#### [PASSAGE EXTRAIT]

Etienne Dujardin
Brexit : une gifle pour les élites, une chance pour l’Europe.
Malgré une campagne pour le maintien dans l’UE à laquelle étaient associés tous les secteurs de la société (majorité des partis politiques, nombreux médias, patronats, multinationales, et même plusieurs personnalités en tous genres d’Obama à Beckam), le peuple britannique a parlé. A lui seul, le score démontre le décalage qu’il peut y avoir entre les élites et les citoyens dans les priorités du quotidien.
Le peuple anglais a décidé souverainement de quitter l’Union européenne. On peut être pour ou contre ce choix, il ne demeure pas moins qu’il doit être respecté. Il est d’ailleurs assez étonnant de constater certaines réactions affolées des commentateurs le jour du scrutin : « journée noire pour l’Angleterre », « Londres sous le choc »… Comme s’il pouvait y avoir de bons ou de mauvais votes.
Ce résultat est lié à différents facteurs. D’une part, la campagne assez triste pour le « Remain ». Les seuls arguments des partisans du maintien dans l’UE étaient simplement d’ordre économique : attention, si vous ne votez pas pour le maintien, vous allez affaiblir le PIB, la place financière de la City sera moins attrayante… On a même entendu Ryanair menacer de renoncer à une partie de ses investissements chez nos amis anglais. Après le scrutin, certains arguments sont vite relativisés, certains propos démentant la catastrophe économique annoncée avant le scrutin. Le camp du Brexit n’a pas fait non plus une campagne dénuée de tout reproche en gonflant par exemple les sommes qui ne seraient plus versées au budget européen, mais reversées, en cas de victoire, aux soins de santé.

#### [ACTIONS DEMANDÉES]
(a) Recopiez à l'identique le passage du texte sur le Brexit qui va de « Ce résultat est » jusqu'à « soins de santé. », ces deux bouts compris.
(b) Poursuivez le texte sur le Brexit là où il s'arrête.

#### [ENREGISTREMENTS DE DONNÉES]
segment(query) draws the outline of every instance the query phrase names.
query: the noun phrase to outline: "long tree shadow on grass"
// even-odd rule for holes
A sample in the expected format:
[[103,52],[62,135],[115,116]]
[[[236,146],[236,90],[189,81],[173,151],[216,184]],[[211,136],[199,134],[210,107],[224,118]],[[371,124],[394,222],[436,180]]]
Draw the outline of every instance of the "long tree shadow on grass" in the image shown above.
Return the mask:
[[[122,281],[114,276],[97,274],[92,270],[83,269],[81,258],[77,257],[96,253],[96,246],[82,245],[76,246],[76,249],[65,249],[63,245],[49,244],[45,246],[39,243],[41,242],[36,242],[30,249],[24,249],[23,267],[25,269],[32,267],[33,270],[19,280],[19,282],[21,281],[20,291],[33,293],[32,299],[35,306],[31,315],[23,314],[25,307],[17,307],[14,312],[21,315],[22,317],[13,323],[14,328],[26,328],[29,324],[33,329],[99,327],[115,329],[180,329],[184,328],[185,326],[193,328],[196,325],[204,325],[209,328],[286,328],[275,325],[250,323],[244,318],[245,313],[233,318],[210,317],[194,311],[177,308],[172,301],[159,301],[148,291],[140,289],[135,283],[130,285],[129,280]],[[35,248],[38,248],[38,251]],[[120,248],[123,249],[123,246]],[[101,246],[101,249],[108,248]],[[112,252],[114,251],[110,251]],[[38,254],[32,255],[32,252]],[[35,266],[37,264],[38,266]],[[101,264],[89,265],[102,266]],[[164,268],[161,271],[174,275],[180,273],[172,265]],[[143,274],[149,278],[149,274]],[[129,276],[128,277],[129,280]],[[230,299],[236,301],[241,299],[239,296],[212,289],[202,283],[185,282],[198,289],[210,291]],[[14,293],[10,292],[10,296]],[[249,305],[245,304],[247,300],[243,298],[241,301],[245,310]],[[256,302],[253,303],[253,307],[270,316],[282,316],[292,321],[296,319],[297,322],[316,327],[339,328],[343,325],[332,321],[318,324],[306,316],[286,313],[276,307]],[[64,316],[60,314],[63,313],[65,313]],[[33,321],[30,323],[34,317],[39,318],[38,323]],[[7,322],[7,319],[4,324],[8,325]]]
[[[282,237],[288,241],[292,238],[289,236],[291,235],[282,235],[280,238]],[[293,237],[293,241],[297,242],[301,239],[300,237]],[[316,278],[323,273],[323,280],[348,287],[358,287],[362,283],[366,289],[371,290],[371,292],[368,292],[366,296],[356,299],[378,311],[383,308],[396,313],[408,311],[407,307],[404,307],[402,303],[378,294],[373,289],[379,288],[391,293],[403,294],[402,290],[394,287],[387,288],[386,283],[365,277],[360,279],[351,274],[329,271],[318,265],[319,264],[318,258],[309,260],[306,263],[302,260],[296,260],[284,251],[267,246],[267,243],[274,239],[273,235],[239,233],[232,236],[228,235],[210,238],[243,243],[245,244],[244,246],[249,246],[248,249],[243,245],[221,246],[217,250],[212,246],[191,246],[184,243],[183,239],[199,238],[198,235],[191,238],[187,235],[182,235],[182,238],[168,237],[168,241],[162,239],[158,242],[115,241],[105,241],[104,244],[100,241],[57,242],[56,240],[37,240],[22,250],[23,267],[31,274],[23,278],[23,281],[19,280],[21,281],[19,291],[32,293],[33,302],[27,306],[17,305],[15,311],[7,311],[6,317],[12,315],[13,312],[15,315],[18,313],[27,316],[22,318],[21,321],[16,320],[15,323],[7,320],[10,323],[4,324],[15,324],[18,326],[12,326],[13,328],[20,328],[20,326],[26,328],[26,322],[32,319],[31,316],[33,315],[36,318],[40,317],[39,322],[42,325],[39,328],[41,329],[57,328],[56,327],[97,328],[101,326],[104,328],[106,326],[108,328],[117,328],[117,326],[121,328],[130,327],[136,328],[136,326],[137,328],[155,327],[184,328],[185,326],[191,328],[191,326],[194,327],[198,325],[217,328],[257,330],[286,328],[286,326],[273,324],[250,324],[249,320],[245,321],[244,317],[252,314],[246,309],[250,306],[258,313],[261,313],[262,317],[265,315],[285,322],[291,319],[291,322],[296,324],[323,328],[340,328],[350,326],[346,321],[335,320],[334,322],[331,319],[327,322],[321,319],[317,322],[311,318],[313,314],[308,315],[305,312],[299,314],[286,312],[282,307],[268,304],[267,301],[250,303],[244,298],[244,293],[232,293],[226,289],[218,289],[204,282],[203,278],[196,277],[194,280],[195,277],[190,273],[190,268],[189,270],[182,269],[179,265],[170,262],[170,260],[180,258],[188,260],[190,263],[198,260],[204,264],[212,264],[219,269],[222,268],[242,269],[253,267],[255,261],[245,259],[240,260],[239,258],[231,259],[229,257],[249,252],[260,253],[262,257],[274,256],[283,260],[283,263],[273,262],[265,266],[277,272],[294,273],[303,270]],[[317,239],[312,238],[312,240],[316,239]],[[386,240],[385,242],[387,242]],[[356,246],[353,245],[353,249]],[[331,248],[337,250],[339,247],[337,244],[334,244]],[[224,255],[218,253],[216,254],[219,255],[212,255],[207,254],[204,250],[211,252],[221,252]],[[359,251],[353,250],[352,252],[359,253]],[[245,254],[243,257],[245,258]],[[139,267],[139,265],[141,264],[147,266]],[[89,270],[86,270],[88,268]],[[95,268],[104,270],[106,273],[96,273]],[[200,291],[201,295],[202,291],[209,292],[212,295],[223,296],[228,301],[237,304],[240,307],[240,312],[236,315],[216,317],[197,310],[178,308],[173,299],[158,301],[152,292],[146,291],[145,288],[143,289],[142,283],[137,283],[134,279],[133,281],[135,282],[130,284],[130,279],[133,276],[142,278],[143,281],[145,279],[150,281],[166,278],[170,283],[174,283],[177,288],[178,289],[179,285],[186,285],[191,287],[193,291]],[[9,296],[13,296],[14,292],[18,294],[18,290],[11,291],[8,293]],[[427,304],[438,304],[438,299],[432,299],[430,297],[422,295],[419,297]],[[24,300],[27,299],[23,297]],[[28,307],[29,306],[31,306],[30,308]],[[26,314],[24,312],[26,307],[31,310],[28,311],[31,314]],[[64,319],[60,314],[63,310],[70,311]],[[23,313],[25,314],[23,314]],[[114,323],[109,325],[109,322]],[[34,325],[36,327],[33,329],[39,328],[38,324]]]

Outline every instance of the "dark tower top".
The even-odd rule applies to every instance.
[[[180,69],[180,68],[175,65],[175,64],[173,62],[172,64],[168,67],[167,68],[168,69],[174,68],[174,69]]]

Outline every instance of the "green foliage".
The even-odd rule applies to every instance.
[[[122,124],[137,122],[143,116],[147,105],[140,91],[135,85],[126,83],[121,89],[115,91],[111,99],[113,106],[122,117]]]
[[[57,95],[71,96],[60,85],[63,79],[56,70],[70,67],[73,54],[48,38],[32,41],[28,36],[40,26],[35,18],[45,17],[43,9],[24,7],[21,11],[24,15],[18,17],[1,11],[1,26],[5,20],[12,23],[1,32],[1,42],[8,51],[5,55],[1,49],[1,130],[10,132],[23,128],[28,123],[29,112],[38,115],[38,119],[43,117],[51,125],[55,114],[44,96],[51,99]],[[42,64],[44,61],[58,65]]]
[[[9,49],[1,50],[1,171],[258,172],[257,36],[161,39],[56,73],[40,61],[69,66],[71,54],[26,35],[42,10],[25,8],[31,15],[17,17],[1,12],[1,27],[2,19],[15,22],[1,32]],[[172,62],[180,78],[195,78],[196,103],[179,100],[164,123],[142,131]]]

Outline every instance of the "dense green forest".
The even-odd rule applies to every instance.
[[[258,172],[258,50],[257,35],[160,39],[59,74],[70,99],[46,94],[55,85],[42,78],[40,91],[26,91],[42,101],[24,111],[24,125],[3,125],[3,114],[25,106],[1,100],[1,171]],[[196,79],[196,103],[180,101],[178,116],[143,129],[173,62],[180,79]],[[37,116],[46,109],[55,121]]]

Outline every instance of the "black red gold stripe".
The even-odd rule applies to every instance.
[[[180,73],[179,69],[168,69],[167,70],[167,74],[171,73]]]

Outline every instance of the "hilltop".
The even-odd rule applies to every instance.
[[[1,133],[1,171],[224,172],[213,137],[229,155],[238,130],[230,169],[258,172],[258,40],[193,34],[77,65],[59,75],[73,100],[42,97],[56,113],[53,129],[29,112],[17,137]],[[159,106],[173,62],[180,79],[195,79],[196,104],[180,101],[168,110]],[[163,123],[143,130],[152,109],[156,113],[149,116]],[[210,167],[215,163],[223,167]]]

#### [RÉPONSES PAR TÂCHE]
(a)
Ce résultat est lié à différents facteurs. D’une part, la campagne assez triste pour le « Remain ». Les seuls arguments des partisans du maintien dans l’UE étaient simplement d’ordre économique : attention, si vous ne votez pas pour le maintien, vous allez affaiblir le PIB, la place financière de la City sera moins attrayante… On a même entendu Ryanair menacer de renoncer à une partie de ses investissements chez nos amis anglais. Après le scrutin, certains arguments sont vite relativisés, certains propos démentant la catastrophe économique annoncée avant le scrutin. Le camp du Brexit n’a pas fait non plus une campagne dénuée de tout reproche en gonflant par exemple les sommes qui ne seraient plus versées au budget européen, mais reversées, en cas de victoire, aux soins de santé.

(b)
Le referendum britannique est évidemment une gifle adressée à une Europe technocratique manquant au gré du temps de démocratie. Une gifle à ceux qui n’ont jamais voulu exercer un droit d’inventaire sur la construction européenne. Une gifle à ceux qui trouvaient normal que l’Europe négocie des traités aussi importants que le TTIP en catimini. Une gifle à ceux qui considéraient qu’une révision des accords de Schengen était totalement impensable ou qui voulaient imposer des quotas de migrants à l’ensemble des pays malgré l’opposition de toutes les populations. Une gifle à ceux qui veulent toujours aller plus loin dans le projet européen en s’asseyant parfois sur le résultat de référendums (notamment en Irlande ou en France). On ne gouverne pas contre la volonté des peuples. C’est le meilleur moyen de faire montrer les extrêmes et d’encourager l’europhobie. Les citoyens ne sont pas pour autant plus intolérants qu’avant, mais on ne réalise simplement plus la politique qu’ils demandent.
L’Union européenne n’est malheureusement plus perçue comme un formidable projet fédérateur apportant une réelle plus-value dans différents secteurs comme l’économie, l’éducation, les transports… On est passé, par exemple, de la réussite du programme Erasmus à l’échec de la lutte contre le dumping social. Aujourd’hui, l’Europe est vue comme un monstre tentaculaire qui produit des tas de normes, de directives, de résolutions, de jurisprudences au détriment parfois de l’intérêt des citoyens européens. Les PME n’en peuvent plus de toutes les normes européennes qui compliquent leur marché. Alors que la mondialisation fait de plus en plus peur à différents secteurs, l’Europe ne parvient pas à être un espace protecteur de ses entreprises ou de ses citoyens. Au contraire, elle se profile, à tort ou à raison, comme l’instrument de certaines multinationales.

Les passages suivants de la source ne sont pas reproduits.